• [WHAT IS REQUIRED]
For the data below, give again exactly the lines from the one containing "Where can the gift box ribbon" through the one containing "Where can the stack", both ends included, and no others.

### SUPPLIED RECORDS

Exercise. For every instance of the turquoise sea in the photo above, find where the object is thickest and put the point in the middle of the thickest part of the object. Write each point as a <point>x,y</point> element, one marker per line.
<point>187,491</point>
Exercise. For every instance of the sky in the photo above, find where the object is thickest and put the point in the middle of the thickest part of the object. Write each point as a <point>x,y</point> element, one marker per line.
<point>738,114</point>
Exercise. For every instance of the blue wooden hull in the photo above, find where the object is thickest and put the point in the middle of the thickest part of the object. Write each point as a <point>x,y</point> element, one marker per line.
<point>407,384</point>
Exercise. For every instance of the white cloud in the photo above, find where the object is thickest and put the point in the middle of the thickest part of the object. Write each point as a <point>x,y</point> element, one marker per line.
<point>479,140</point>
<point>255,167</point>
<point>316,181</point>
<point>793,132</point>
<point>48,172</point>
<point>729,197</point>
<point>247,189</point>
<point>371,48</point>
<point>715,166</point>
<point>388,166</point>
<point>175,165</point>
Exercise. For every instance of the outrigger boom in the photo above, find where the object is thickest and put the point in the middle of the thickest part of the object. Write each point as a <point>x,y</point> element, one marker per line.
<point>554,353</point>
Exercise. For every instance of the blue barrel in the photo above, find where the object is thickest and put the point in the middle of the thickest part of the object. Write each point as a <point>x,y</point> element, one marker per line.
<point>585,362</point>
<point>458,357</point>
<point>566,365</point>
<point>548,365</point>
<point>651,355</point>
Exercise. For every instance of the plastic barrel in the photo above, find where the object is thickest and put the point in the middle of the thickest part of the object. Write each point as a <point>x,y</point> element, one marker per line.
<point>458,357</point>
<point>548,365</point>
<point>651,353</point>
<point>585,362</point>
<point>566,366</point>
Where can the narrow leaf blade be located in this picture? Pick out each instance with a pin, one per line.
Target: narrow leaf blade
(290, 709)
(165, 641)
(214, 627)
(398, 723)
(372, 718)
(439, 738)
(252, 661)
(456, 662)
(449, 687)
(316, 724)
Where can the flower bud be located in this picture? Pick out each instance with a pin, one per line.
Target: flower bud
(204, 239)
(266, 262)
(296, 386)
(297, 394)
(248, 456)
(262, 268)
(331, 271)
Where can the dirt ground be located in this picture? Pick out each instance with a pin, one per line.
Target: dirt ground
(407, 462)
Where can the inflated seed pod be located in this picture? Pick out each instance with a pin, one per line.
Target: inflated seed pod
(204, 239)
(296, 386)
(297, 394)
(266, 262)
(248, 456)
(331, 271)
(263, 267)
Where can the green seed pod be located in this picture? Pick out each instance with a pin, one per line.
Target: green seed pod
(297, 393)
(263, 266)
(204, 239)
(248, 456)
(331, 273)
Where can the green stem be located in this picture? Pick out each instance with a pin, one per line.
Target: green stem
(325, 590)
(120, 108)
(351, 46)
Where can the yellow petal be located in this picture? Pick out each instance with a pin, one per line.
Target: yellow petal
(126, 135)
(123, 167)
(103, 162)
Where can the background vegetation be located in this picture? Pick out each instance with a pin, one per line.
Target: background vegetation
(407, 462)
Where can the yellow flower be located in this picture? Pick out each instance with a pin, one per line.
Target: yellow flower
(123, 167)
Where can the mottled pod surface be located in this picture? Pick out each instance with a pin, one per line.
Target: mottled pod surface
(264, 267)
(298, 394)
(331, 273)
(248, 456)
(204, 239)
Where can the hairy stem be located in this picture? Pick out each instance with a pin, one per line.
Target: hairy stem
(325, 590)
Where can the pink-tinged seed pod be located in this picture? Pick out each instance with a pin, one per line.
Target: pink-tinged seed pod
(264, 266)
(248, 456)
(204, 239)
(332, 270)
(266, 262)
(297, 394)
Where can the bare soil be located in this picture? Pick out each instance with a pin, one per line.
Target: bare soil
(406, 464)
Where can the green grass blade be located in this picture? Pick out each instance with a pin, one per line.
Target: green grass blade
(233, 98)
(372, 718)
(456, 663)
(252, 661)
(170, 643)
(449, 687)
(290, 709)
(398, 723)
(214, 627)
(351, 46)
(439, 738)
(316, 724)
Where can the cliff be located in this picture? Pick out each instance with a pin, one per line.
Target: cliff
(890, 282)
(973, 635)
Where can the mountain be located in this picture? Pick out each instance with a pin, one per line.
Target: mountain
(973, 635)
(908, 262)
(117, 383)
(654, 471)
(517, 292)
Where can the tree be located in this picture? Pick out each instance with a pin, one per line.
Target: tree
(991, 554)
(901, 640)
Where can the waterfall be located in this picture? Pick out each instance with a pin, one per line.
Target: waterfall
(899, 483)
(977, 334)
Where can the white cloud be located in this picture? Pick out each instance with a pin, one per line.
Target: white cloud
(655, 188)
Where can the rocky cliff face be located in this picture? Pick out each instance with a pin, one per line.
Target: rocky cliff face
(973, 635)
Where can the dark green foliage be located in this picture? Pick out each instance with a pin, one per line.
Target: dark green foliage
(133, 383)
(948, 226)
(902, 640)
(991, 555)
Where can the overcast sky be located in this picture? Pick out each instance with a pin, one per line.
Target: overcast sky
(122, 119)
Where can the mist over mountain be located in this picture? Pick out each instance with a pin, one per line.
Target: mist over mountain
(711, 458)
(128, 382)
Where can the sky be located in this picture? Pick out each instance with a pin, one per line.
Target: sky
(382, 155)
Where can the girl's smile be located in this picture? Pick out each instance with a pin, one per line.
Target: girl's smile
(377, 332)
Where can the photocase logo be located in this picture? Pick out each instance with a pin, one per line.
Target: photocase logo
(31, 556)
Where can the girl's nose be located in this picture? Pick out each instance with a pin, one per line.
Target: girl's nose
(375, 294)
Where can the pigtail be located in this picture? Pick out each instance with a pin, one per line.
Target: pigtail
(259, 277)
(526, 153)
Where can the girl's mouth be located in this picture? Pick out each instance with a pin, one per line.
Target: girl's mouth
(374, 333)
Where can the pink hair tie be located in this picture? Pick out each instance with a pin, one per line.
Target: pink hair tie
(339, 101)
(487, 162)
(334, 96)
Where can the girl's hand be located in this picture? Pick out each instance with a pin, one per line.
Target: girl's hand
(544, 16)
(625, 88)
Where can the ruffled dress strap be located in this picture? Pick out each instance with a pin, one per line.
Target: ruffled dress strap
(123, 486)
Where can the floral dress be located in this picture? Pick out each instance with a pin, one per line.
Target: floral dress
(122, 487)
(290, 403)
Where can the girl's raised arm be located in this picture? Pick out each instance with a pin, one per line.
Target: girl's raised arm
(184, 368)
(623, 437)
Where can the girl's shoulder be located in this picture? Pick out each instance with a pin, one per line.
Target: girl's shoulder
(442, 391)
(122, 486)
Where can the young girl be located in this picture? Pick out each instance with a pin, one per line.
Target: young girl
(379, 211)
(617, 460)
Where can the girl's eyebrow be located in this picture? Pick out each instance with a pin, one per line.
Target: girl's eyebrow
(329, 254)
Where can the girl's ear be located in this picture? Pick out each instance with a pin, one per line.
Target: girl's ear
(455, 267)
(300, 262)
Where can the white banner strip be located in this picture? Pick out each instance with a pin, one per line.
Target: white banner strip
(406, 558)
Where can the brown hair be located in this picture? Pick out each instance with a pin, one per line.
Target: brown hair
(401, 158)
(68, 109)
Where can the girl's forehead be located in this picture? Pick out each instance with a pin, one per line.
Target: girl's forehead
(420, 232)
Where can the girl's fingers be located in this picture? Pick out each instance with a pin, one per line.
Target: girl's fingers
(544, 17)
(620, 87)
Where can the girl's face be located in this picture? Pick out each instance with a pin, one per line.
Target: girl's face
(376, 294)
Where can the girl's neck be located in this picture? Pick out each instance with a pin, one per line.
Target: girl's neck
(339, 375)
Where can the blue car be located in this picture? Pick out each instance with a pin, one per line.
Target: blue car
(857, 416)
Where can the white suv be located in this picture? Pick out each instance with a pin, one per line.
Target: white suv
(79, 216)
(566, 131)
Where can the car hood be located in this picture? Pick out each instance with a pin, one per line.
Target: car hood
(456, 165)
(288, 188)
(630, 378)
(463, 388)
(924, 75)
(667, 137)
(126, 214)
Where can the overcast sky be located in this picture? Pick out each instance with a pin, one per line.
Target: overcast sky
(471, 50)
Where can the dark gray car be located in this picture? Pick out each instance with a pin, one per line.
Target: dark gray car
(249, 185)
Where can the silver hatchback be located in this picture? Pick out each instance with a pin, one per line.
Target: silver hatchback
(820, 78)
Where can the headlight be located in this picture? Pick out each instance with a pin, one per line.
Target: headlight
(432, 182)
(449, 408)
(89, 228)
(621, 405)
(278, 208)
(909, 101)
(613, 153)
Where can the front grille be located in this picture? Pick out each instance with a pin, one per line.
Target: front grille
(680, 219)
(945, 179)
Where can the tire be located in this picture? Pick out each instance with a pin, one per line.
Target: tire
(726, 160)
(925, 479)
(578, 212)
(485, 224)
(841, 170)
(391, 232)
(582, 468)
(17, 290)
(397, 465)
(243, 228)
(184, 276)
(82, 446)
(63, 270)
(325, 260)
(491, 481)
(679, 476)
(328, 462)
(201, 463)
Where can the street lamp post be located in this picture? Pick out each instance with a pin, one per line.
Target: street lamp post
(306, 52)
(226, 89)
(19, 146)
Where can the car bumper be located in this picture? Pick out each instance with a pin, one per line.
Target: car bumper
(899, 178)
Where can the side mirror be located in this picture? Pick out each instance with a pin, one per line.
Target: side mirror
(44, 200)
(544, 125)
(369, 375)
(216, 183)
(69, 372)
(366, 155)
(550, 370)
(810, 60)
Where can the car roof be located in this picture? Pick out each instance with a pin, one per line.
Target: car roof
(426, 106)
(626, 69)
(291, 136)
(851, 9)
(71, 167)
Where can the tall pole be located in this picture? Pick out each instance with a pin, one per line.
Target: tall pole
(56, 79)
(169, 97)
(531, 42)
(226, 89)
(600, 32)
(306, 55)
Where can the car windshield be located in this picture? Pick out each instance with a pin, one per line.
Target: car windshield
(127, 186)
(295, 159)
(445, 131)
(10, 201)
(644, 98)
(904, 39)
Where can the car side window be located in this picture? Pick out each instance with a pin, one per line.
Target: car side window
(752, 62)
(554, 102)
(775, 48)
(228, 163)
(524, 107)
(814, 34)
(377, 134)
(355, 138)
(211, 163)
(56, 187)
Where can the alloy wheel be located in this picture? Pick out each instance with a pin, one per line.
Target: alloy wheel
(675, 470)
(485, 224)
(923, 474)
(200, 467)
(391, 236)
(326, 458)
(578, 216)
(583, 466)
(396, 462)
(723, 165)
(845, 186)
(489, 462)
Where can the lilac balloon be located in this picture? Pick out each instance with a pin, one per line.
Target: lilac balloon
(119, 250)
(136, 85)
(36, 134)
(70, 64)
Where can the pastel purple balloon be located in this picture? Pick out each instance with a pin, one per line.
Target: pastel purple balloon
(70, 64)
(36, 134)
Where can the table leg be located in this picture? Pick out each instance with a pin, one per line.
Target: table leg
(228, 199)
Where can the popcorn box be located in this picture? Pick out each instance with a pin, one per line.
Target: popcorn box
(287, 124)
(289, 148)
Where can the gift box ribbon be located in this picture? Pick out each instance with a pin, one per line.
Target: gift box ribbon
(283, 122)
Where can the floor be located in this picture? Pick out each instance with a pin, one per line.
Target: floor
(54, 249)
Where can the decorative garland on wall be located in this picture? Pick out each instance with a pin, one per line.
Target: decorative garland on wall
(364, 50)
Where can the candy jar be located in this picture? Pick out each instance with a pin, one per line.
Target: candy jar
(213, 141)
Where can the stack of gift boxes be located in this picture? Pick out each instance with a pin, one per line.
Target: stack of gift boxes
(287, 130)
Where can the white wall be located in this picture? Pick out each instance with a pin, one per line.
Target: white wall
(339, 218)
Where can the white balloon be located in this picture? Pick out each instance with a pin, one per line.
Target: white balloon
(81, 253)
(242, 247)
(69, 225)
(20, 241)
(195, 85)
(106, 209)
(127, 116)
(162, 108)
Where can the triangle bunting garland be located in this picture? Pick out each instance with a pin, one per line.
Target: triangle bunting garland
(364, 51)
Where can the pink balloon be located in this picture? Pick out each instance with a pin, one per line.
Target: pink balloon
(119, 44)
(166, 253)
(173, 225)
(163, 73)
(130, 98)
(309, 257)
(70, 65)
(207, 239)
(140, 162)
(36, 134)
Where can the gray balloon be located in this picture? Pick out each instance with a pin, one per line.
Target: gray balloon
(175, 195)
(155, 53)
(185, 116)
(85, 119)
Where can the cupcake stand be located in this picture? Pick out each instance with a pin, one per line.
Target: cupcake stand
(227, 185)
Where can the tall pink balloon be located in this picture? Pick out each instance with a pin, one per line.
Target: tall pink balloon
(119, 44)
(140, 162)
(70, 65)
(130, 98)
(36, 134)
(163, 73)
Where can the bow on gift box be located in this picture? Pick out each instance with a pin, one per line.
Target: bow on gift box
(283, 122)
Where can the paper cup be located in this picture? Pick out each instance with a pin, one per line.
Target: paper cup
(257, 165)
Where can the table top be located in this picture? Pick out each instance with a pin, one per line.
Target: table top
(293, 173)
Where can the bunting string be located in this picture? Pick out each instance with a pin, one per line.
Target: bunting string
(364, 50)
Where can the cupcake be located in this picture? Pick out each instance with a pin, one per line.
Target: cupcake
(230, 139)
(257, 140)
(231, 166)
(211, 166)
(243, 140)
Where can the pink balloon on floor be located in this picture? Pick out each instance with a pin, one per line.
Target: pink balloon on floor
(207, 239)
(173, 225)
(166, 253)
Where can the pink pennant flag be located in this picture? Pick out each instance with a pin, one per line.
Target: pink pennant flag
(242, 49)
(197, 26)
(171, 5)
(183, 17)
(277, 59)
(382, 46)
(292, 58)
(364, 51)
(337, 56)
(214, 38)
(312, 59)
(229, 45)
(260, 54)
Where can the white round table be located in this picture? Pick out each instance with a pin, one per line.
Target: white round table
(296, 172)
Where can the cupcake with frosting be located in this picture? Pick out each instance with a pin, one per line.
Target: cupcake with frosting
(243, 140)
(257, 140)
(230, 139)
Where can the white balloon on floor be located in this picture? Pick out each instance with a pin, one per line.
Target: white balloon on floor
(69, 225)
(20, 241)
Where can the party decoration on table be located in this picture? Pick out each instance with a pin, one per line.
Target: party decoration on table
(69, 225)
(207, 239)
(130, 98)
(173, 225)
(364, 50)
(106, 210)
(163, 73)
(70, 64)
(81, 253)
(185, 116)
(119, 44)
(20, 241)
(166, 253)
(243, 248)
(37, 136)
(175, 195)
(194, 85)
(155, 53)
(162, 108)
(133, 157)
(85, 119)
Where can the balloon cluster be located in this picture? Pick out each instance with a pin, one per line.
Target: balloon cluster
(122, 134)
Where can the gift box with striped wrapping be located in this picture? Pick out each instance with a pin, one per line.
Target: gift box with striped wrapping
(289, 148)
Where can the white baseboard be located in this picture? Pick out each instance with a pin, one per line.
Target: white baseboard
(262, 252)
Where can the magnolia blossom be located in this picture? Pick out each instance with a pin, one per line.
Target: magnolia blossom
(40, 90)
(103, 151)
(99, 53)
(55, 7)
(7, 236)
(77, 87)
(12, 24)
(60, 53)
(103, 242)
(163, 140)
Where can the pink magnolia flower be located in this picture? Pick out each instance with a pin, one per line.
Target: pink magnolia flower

######

• [ANSWER BELOW]
Where can the gift box ribbon be located in this picture? Pick out each instance with a pin, one per line.
Target: gift box ribbon
(283, 122)
Where can the floor be located in this picture? Pick out each instance with a pin, one per line.
Target: floor
(54, 249)
Where can the decorative garland on wall be located in this picture? Pick out each instance with a pin, one per line.
Target: decorative garland on wall
(364, 50)
Where can the candy jar be located in this picture? Pick out each instance with a pin, one per line.
Target: candy jar
(213, 141)
Where can the stack of gift boxes be located in this picture? Pick out each instance with a pin, one per line.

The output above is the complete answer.